• AIM OF THE EXERCISE: Copy out each line in the rows below that contains the string "sleeve". Count only matches in the same case.

___

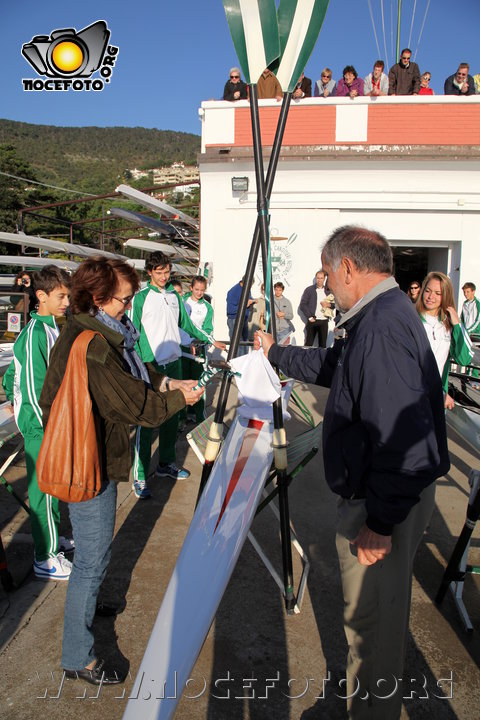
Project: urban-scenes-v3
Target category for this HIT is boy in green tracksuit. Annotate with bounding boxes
[460,283,480,378]
[183,275,213,423]
[2,265,73,580]
[128,252,224,499]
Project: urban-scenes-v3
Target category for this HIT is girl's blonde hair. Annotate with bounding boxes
[415,271,457,330]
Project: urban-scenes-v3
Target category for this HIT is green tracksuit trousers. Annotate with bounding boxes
[24,435,60,561]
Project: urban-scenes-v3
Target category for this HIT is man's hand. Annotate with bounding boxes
[444,393,455,410]
[169,378,203,405]
[447,307,460,325]
[213,340,227,350]
[253,330,275,357]
[350,525,392,565]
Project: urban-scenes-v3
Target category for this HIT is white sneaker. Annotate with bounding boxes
[58,535,75,553]
[33,553,72,580]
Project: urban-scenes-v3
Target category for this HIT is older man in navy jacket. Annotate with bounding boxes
[256,226,449,720]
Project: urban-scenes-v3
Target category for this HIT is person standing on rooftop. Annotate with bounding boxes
[388,48,420,95]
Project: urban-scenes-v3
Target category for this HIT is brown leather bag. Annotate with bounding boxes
[37,330,102,502]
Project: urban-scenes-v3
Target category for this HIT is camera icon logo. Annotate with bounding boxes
[22,20,118,90]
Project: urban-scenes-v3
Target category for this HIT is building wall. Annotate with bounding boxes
[199,98,480,343]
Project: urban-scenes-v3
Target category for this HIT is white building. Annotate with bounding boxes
[199,96,480,342]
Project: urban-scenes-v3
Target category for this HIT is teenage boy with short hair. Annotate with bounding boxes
[128,252,225,499]
[460,283,480,335]
[3,265,73,580]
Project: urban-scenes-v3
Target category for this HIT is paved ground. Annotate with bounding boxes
[0,376,480,720]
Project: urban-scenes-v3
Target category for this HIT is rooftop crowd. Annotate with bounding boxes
[223,48,480,102]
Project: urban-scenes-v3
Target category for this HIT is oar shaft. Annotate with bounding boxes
[197,93,292,503]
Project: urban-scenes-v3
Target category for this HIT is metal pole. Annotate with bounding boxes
[396,0,402,62]
[244,85,295,614]
[435,478,480,605]
[197,91,292,503]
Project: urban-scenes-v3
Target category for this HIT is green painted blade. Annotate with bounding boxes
[275,0,329,92]
[223,0,280,84]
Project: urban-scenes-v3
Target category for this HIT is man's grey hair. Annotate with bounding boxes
[322,225,393,275]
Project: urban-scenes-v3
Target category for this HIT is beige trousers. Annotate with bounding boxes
[336,483,435,720]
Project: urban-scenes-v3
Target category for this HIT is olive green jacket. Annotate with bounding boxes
[40,314,185,481]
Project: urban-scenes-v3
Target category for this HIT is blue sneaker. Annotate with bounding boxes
[132,480,152,500]
[33,553,72,580]
[58,535,75,553]
[155,463,190,480]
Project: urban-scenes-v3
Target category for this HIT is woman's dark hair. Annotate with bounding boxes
[343,65,358,77]
[70,255,140,315]
[13,270,33,288]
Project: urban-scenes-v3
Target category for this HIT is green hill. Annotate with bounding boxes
[0,119,200,194]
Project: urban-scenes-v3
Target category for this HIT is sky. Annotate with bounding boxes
[0,0,480,134]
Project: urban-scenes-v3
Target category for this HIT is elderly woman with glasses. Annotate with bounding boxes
[223,67,248,102]
[40,257,203,685]
[335,65,363,99]
[418,70,435,95]
[313,68,336,97]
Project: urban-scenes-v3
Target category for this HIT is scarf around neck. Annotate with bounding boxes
[96,308,151,387]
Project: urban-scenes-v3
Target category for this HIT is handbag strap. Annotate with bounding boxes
[58,330,103,393]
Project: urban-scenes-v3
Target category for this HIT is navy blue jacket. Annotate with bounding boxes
[268,279,450,535]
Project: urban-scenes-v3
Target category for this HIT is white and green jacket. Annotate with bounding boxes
[2,313,59,436]
[128,283,214,365]
[460,297,480,335]
[420,315,473,392]
[183,292,213,335]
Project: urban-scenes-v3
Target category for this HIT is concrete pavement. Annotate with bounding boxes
[0,384,480,720]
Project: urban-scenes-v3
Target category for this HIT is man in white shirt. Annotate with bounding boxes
[298,270,331,347]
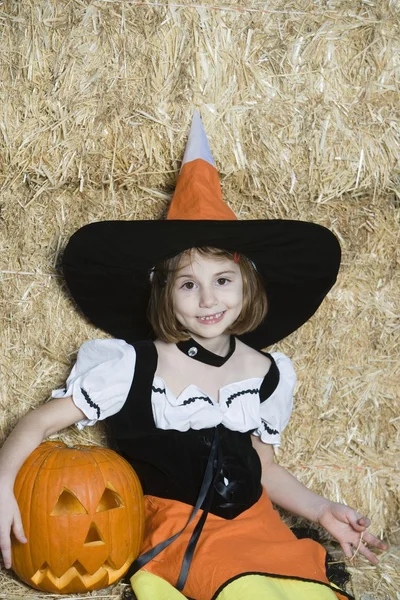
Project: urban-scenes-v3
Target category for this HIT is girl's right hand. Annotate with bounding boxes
[0,490,28,569]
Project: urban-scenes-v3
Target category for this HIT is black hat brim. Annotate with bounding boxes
[63,220,340,349]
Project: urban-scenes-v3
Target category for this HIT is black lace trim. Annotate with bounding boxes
[226,388,260,406]
[81,388,100,419]
[151,385,165,394]
[151,385,214,406]
[261,419,279,435]
[179,396,214,406]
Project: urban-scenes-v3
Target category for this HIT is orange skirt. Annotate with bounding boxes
[142,490,349,600]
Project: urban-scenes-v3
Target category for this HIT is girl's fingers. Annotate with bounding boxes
[358,517,371,528]
[340,542,354,558]
[363,532,388,550]
[347,510,371,531]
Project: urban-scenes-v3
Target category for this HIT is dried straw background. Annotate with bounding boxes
[0,0,400,600]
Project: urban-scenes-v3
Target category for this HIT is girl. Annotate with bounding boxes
[0,113,386,600]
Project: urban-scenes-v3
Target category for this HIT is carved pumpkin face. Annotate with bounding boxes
[12,442,144,594]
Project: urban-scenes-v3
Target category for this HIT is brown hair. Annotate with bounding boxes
[147,247,268,344]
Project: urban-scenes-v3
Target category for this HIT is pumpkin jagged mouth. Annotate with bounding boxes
[31,560,132,589]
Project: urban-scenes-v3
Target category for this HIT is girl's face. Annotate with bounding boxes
[172,252,243,338]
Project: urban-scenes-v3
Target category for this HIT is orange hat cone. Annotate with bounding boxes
[167,111,237,221]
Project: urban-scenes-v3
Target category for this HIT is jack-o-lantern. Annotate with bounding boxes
[12,442,144,594]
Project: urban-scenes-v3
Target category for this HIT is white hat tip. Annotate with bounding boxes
[182,109,215,167]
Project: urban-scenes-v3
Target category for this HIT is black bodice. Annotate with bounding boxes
[107,341,268,519]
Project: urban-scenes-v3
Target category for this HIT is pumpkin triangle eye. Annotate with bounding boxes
[84,523,104,546]
[50,488,87,517]
[96,484,124,512]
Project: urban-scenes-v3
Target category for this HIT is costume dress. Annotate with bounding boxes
[53,340,351,600]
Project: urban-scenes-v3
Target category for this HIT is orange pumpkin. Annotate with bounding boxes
[12,442,144,594]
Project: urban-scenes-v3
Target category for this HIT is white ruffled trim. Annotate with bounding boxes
[52,339,296,446]
[253,352,297,446]
[52,339,136,429]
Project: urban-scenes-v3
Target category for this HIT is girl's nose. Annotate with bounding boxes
[199,288,217,308]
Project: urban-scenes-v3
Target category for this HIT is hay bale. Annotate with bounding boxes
[0,0,400,600]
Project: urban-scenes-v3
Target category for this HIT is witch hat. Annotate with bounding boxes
[63,112,340,349]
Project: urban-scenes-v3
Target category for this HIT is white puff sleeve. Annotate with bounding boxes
[253,352,297,446]
[52,339,136,429]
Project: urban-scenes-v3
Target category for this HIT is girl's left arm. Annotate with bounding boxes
[252,436,387,565]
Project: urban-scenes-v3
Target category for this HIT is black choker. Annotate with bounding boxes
[176,335,236,367]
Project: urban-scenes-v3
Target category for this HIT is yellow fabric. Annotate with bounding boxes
[131,571,337,600]
[216,575,337,600]
[131,571,185,600]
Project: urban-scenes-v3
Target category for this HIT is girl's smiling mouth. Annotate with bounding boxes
[196,310,225,323]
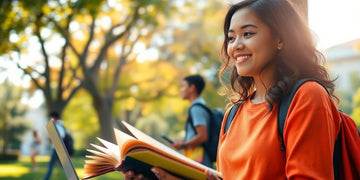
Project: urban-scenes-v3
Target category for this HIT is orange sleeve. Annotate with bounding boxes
[284,82,340,179]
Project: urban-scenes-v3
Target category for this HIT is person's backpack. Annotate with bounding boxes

___

• COMPLETED EXERCISE:
Target category for this HIT is white puff sleeve. Annotate with bounding boxes
Target category for this HIT is orange sleeve. Annotate with bounding boxes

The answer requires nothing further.